- **SET EXERCISE 1**:
Select every line in the records that contains the string "trim".

- **READING PASSAGE**:
In this example, three of five students met the proficient target and therefore do not have to meet a growth target. Two students did not meet the proficiency target: One met his growth target while the other student did not meet hers. This means four out of five students met AYP, or eighty percent, which exceeds the seventy-five percent goal for this year (AMO). Therefore, this school made AYP.
Note: A Value-Added Model is one type of growth model, but not all growth models are Value-Added. As a growth model, Value-Added measures change in individual students' performance over a period of time. But unlike other Growth models, Value-Added also measures how much a particular instructional resource, such as a school, teacher, or education program, contributed to that change (Hershberg, Simon and Lea-Kruger 2004). It's a distinction that often gets lost in discussions about measuring growth and somehow the two terms have become intertwined.
A Value-Added Model (VAM) is typically the most statistically complex of all Growth models. However, if used correctly, VAMs are quite possibly the most powerful statistical tools available for evaluating the effectiveness of teachers, schools, and education programs. Value-added models are designed to isolate the effects of outside factors—such as prior performance or student characteristics—from student achievement in order to determine how much value teachers, schools, and/or programs added to students' academic growth.
The calculations for value-added models take many forms and cannot be easily illustrated due to their complex statistical methodology. Instead, we present a simplified version of a VAM calculation in order to illustrate the basic principles. This Value-Added Model looks at individual students' past performance to predict how they should perform in the upcoming year. Usually an individual's predicted score is based on the average score of similar students in previous years who shared similar past performance patterns and characteristics.
If students perform above their predicted performance, they are considered to have shown positive growth. If they perform as predicted, then they are considered to have made expected growth. If they perform below their predicted performance, then they are considered to have negative growth. Under a VAM, a student could show improvement but still make "negative growth" if the improvement was less than predicted.
Figure 5: How a Value-Added model works
Say a VAM is being used to evaluate the effectiveness of our hypothetical school. Each of the five students' fifth grade scores are compared to their predicted scores based on fourth grade performance. The difference determines whether students made positive, negative, or expected growth and becomes an indicator of the value this school added to its students' learning. Value-Added makes no statement about high or low scores, only the amount of student gains.
Fifth grade predicted growth based on fourth grade performance
||Last year 4th grade scale score
||This year 5th grade scale score
In this example, the school, on average, produced expected gains. However, the growth was largely due to more than expected growth among low-performers. High-performing students did not make their predicted growth. This school should evaluate what they are doing with their high-performers to make sure they make progress, even as they continue to do what seems to be helping their low-performers.

- **DATASET EXCERPTS**:
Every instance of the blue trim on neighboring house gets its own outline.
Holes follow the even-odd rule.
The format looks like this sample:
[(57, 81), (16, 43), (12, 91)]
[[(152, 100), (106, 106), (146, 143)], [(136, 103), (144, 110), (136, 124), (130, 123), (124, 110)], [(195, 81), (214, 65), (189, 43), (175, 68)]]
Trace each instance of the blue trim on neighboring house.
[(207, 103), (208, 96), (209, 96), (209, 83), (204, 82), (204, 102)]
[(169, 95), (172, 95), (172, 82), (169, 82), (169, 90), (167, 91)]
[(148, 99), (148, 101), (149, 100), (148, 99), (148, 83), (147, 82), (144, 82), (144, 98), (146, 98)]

- **SET EXERCISE 2**:
Answer these questions using the passage on value-added models:
(a) How many of the five students met the proficient target?
(b) In the simplified value-added calculation, what is an individual's predicted score usually based on?
(c) In the final example, which students did not make their predicted growth?

- **EXPECTED OUTPUT 1**:
Every instance of the blue trim on neighboring house gets its own outline.
Trace each instance of the blue trim on neighboring house.

- **EXPECTED OUTPUT 2**:
(a) Three of the five students met the proficient target.
(b) It is usually based on the average score of similar students in previous years who shared similar past performance patterns and characteristics.
(c) The high-performing students did not make their predicted growth.